**Extrait du texte**

En effet, le Manifeste du 11 janvier 1944, présenté par les nationalistes au sultan Sidi Mohammed Ben Youssef, s’est imposé d’une manière emblématique et historique comme le symbole d’un acte politique fort par lequel s’est exprimé solennellement le refus du Maroc de continuer à se soumettre au joug colonial. La démarche est en elle-même symbolique. Elle traduit l’expression de l’unité dans le combat entre le trône chérifien et les nationalistes face à la Résidence générale qui ne cessait de manœuvrer afin de serrer un peu plus l’étau sur le pays en mettant en parenthèse tous les attributs de sa souveraineté.
Mais ce qui frappe ici, avec le recul et la réserve nécessaires, c’est cette manière, un peu sélective, de concevoir l’histoire nationale et de construire la mémoire collective, et qui consiste à passer sous silence des épisodes clefs de cette histoire, en l’occurrence ici des documents (Mitâq, ‘arîda, watîqa, modakira) qui ont vu le jour au début des années quarante, mais qui sont restés dans l’oubli. Il est probable en effet (Cf. article cité) que cet ‘’oubli’’ est dû au fait que l’impact de ces documents fut ‘’limité’’ pour des raisons liées au contexte national et international du moment. Ce postulat n’est pas faux au regard de la complexité de ce double contexte et de la répression (arrestation, déportation) et aux contraintes politiques et matérielles auxquelles les nationalistes étaient soumis à cette époque. Mais aujourd’hui rien n’empêche de rappeler l’existence de ces Manifestes politiques et d’en examiner la teneur et les attendus pour l’histoire, pour les jeunes générations et pour rendre hommage à tous ceux, connus ou moins connus, qui ont œuvré au prix de leur vie et de leur liberté pour que leur pays puisse retrouver sa souveraineté confisquée par le régime du Protectorat (1912-1956). Ce régime, qui trouve dans l’Acte de Fès du 30 mars 1912 sa base juridique, s’est acharné, en utilisant différents subterfuges et artifices juridiques et politiques, à contourner les principes annoncés par ce même Acte dans son article premier paragraphe 2 : « Ce régime sauvegardera la situation religieuse, le respect et le prestige traditionnel du Sultan, l’exercice de la religion musulmane et des institutions religieuses… ».
Le Protectorat espagnol instauré dans le Nord marocain à partir du 27 novembre 1912 a affirmé les mêmes principes du respect du statut du Sultan et de l’Etat du pays sous l’autorité d’un Makhzen réformé.

**Votre objectif**
Poursuivez le texte sur les manifestes nationalistes marocains après sa dernière phrase, celle qui porte sur le Protectorat espagnol.

**Données fournies**
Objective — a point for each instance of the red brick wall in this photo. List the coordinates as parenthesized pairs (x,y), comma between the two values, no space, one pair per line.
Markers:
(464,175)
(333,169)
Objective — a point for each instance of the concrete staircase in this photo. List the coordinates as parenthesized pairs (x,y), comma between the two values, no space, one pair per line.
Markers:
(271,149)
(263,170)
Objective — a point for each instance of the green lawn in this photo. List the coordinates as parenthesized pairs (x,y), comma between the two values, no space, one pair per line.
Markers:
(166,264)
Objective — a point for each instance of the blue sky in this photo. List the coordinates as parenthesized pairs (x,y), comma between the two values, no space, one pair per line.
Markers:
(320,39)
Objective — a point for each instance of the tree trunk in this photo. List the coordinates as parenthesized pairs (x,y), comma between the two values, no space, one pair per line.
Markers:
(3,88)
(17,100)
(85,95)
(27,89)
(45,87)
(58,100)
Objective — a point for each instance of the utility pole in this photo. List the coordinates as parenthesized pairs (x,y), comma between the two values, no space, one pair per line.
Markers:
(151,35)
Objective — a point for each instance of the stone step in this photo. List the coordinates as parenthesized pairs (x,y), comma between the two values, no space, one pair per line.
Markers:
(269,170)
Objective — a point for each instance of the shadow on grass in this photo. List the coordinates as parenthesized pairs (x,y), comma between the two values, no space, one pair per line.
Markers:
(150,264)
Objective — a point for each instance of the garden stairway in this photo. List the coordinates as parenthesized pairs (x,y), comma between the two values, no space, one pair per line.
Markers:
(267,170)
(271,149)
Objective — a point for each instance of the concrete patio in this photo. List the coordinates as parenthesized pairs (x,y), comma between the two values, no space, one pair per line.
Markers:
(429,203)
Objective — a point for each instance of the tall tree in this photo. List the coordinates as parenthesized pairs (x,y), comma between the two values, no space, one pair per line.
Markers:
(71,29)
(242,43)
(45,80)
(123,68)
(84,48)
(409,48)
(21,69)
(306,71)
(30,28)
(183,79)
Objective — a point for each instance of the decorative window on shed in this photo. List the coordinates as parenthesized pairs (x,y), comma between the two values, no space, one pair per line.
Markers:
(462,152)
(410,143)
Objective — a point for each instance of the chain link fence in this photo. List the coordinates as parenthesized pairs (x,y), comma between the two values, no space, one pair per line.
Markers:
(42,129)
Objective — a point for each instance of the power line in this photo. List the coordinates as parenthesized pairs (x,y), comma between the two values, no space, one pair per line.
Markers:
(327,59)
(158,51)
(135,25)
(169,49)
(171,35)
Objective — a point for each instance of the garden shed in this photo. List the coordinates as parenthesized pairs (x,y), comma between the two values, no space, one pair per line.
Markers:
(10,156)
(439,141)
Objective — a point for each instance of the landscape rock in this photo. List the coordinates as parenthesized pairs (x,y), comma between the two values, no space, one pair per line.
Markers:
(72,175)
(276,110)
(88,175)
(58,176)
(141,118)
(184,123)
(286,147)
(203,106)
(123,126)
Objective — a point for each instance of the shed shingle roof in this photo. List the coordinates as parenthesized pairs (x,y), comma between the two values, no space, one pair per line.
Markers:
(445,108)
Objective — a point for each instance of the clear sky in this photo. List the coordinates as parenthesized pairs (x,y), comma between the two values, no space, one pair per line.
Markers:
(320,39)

**Réponse à l'exercice**
C’est l’inverse qui s’est produit en réalité car à maintes reprises l’identité nationale, la cohésion sociale (Dahir berbère de 1930), le statut du Sultan et l’état de la structure de son Makhzen ont été contrariés. Les hiérarchies et les rôles ont été transformés. La France a même tenté de dissoudre le Maroc dans un grand ensemble politique, l’Union française. Cette structure fédérative créée par la Constitution de la Quatrième République, avait pour objet d’associer la métropole et les départements d’outre-mer à des colonies françaises soumises à des régimes administratifs différents : territoires d’outre-mer, territoires associés (sous mandat) et États associés (sous protectorat). Mais la France, n’en déplaise à sa principale vigie à Rabat, le Résident général, a trouvé face à elle, pour contrer ses manœuvres et déjouer ses projets, un Sultan, décidé à ne céder sur aucun des attributs de la souveraineté nationale, et des hommes d’honneur patriotes sincères qui refusaient de voir leur pays céder à la résiliation et la pression visant à le maintenir sous le joug colonial.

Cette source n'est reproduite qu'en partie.